● **TASK BRIEF**:
Only one stretch of the records below should be repeated. It starts with the line containing "point(655, 53)" and goes on through the line containing "point(66, 75)", exactly as written.

__________________________________________________

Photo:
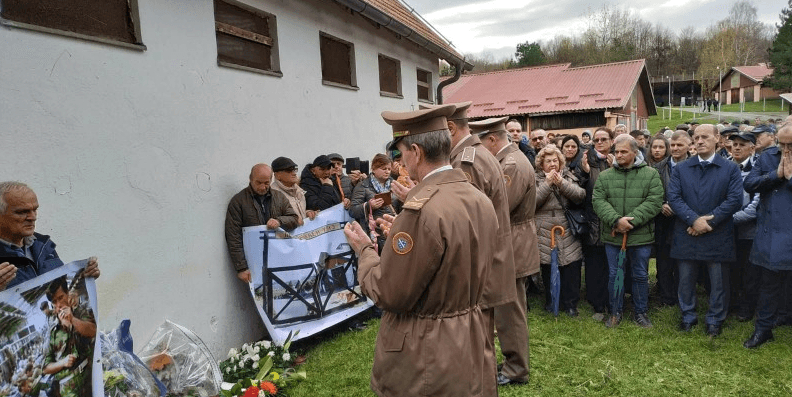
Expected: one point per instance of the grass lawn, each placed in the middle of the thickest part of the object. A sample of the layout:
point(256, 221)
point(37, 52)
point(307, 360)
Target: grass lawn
point(656, 122)
point(580, 357)
point(771, 105)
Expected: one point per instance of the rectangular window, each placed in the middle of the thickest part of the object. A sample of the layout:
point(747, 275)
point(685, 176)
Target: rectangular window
point(246, 38)
point(107, 21)
point(390, 76)
point(424, 85)
point(338, 61)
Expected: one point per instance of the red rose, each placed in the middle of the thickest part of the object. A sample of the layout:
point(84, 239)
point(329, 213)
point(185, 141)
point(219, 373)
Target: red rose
point(269, 388)
point(252, 391)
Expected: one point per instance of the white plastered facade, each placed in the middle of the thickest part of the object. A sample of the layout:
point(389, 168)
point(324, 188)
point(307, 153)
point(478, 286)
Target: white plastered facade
point(134, 155)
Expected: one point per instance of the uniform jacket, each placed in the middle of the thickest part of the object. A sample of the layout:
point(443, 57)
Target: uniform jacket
point(484, 172)
point(696, 191)
point(596, 166)
point(520, 180)
point(318, 196)
point(636, 192)
point(359, 207)
point(429, 284)
point(44, 255)
point(243, 210)
point(549, 213)
point(772, 244)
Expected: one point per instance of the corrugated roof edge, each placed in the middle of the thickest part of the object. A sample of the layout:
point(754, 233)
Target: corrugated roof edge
point(555, 65)
point(607, 64)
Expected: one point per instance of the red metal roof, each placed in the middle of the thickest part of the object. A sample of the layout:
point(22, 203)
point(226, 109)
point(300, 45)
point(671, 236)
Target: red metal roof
point(756, 73)
point(549, 89)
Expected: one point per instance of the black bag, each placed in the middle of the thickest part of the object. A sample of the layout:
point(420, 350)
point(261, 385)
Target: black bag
point(576, 219)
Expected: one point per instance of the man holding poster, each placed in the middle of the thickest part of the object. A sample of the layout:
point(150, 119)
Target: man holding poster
point(25, 254)
point(431, 276)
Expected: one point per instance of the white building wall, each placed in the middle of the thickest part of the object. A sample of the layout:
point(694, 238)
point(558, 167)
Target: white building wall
point(134, 155)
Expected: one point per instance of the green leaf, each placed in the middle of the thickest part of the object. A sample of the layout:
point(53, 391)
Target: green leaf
point(265, 364)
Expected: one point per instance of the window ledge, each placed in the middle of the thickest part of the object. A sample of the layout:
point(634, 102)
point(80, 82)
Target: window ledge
point(274, 73)
point(42, 29)
point(340, 85)
point(391, 95)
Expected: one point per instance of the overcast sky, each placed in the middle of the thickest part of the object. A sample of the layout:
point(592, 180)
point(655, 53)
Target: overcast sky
point(497, 26)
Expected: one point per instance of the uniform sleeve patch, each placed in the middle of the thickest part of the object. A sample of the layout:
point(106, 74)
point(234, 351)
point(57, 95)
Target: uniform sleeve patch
point(402, 243)
point(469, 155)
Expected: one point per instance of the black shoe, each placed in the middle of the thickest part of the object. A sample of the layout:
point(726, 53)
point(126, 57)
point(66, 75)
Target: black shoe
point(742, 317)
point(758, 338)
point(504, 381)
point(613, 321)
point(642, 320)
point(686, 327)
point(781, 321)
point(357, 325)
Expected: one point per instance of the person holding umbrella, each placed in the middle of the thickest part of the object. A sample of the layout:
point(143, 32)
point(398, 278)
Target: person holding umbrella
point(626, 198)
point(556, 188)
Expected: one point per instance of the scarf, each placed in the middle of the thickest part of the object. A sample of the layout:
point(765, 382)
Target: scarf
point(378, 186)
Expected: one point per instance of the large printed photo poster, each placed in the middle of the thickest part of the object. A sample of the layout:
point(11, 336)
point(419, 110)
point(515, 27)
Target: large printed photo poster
point(305, 280)
point(48, 340)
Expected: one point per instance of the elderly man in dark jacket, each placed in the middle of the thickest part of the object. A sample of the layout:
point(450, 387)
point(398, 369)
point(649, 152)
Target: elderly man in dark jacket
point(705, 191)
point(771, 177)
point(667, 272)
point(626, 199)
point(255, 205)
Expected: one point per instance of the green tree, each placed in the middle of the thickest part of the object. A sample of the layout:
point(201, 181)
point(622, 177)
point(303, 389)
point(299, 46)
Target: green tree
point(781, 53)
point(529, 54)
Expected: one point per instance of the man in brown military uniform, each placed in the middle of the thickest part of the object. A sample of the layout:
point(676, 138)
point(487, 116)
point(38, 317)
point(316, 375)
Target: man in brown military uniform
point(430, 279)
point(519, 178)
point(483, 171)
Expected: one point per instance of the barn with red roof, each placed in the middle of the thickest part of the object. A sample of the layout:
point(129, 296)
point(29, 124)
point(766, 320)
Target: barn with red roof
point(745, 84)
point(561, 98)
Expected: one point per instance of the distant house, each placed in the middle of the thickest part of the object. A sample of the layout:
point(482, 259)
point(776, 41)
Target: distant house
point(137, 121)
point(745, 84)
point(560, 98)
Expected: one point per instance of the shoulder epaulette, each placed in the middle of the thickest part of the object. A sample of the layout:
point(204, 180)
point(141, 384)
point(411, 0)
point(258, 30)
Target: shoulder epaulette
point(469, 155)
point(419, 199)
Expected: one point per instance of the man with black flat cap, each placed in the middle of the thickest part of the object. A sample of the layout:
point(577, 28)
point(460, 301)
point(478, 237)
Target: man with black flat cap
point(286, 180)
point(724, 141)
point(429, 281)
point(518, 175)
point(744, 278)
point(320, 193)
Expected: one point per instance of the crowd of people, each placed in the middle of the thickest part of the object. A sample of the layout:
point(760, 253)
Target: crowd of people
point(696, 198)
point(460, 218)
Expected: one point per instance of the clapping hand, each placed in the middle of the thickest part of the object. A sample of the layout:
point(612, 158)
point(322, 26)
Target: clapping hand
point(385, 223)
point(401, 191)
point(700, 226)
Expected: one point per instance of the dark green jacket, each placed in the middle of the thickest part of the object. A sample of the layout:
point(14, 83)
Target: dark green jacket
point(636, 192)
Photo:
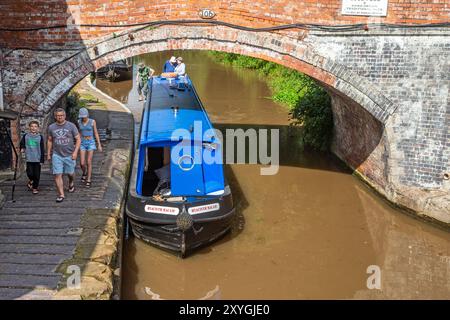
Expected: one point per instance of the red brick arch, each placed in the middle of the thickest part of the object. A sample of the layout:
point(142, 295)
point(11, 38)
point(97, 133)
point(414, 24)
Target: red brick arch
point(282, 49)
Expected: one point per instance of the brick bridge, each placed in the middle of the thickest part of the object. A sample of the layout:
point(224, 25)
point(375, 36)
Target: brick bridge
point(389, 77)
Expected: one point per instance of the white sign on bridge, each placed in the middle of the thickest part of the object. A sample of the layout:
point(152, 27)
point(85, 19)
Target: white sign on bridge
point(373, 8)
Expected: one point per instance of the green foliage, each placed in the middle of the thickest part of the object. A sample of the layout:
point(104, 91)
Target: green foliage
point(313, 113)
point(309, 104)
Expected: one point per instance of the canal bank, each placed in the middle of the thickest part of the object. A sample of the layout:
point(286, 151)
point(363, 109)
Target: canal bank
point(70, 250)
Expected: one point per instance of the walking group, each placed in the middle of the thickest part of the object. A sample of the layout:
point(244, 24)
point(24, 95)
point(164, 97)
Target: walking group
point(174, 65)
point(65, 141)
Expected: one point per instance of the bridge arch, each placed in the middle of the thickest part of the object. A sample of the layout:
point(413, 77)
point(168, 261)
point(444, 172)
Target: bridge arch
point(278, 48)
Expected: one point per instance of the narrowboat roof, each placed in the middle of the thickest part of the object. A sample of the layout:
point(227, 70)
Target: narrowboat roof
point(168, 109)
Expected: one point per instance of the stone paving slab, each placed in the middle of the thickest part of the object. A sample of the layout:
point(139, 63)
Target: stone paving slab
point(40, 239)
point(36, 248)
point(29, 258)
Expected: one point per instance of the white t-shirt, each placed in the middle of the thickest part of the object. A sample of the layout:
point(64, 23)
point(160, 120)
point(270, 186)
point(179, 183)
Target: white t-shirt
point(180, 69)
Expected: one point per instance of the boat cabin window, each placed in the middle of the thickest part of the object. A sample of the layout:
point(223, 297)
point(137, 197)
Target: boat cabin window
point(156, 173)
point(160, 176)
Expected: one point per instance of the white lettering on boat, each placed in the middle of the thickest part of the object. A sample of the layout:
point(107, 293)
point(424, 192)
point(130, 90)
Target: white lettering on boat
point(205, 208)
point(161, 209)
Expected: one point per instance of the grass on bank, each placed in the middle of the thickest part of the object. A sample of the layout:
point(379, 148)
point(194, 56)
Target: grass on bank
point(308, 103)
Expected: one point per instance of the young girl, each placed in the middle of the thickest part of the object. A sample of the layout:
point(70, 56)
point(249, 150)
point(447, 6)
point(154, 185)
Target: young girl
point(88, 130)
point(32, 144)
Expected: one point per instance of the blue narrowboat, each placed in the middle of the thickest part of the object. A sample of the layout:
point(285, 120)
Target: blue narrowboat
point(178, 197)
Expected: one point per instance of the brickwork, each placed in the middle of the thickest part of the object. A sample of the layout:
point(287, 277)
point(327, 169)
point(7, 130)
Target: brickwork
point(390, 86)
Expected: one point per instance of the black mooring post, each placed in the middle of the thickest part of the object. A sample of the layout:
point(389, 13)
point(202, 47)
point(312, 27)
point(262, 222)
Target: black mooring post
point(15, 165)
point(10, 115)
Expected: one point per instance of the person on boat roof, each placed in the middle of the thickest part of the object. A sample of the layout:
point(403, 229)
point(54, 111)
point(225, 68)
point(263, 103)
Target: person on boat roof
point(143, 74)
point(170, 65)
point(181, 67)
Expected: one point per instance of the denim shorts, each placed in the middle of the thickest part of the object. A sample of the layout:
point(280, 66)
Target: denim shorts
point(87, 144)
point(63, 165)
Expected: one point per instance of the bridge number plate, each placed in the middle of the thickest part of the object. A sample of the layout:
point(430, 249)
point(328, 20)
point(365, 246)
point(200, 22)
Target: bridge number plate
point(206, 14)
point(372, 8)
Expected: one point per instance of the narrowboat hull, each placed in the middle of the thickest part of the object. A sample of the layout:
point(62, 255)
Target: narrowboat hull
point(166, 231)
point(185, 221)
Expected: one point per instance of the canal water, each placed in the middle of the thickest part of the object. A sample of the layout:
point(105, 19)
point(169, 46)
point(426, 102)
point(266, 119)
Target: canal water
point(312, 231)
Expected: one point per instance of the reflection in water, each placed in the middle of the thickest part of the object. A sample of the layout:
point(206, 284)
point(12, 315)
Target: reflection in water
point(309, 231)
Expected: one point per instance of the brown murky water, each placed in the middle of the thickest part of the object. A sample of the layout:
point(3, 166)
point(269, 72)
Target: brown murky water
point(309, 232)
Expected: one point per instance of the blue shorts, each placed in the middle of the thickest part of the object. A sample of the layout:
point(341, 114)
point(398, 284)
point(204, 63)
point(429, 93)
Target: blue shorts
point(87, 145)
point(63, 165)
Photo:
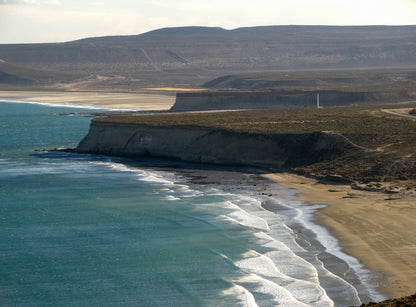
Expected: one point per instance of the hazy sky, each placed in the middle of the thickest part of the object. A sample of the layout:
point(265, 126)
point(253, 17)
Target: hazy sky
point(28, 21)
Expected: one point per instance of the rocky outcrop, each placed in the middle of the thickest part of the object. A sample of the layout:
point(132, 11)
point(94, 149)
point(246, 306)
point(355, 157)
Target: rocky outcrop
point(210, 145)
point(233, 100)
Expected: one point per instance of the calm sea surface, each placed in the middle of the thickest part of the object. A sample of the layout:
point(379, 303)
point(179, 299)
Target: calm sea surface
point(79, 230)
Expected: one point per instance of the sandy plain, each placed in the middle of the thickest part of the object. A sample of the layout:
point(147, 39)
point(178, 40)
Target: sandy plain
point(134, 101)
point(378, 229)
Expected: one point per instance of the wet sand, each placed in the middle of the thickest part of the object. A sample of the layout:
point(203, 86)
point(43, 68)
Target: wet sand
point(376, 228)
point(109, 100)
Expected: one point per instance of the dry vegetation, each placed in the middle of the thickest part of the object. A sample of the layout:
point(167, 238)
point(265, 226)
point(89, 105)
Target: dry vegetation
point(386, 143)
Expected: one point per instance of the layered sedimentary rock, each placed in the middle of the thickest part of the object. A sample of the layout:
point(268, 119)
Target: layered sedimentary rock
point(233, 100)
point(209, 145)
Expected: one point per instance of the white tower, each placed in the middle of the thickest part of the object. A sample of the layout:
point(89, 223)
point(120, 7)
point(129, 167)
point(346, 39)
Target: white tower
point(317, 99)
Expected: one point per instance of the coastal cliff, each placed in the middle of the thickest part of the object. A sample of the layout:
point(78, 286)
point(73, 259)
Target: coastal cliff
point(212, 145)
point(270, 99)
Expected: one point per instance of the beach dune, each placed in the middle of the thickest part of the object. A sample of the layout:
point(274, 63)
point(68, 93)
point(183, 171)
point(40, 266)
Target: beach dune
point(376, 228)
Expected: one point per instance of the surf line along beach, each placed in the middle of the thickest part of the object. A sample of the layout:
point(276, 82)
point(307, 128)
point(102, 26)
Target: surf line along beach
point(376, 231)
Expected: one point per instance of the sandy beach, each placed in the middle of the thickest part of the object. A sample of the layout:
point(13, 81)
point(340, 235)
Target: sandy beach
point(376, 228)
point(139, 101)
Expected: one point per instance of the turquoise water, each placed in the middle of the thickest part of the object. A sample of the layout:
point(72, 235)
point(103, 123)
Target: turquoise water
point(85, 230)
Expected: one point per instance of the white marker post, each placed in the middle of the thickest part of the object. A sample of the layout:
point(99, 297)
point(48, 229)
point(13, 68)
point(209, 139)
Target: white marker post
point(317, 99)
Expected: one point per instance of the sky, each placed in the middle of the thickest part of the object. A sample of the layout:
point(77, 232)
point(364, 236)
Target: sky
point(39, 21)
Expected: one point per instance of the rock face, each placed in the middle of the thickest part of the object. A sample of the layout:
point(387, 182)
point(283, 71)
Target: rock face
point(209, 145)
point(233, 100)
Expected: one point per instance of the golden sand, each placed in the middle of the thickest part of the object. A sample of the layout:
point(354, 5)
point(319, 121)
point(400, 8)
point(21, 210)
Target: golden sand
point(376, 228)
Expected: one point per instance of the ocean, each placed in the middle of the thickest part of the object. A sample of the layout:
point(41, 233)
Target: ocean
point(82, 230)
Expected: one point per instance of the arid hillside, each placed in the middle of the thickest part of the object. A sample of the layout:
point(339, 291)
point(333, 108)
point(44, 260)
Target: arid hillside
point(191, 56)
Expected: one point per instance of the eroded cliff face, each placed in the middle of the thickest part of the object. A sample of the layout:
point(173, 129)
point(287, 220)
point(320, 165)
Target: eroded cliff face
point(208, 145)
point(234, 100)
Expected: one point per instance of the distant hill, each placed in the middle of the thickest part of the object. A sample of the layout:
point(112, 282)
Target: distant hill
point(191, 56)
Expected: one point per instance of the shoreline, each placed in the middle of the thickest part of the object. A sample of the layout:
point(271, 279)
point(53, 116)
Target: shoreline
point(253, 183)
point(112, 101)
point(372, 227)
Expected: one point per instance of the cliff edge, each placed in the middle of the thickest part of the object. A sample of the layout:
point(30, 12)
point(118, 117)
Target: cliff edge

__________________________________________________

● **TASK ANSWER**:
point(655, 53)
Target: overcast sky
point(497, 26)
Expected: one point per instance of the uniform sleeve patch, each placed in the middle of the thickest part of the object. A sample of the layout:
point(106, 74)
point(234, 351)
point(57, 95)
Target: uniform sleeve patch
point(402, 243)
point(469, 155)
Expected: one point per instance of the black shoe, each placed in the middle of the thickest part of the object. A sample of the layout:
point(726, 53)
point(126, 57)
point(66, 75)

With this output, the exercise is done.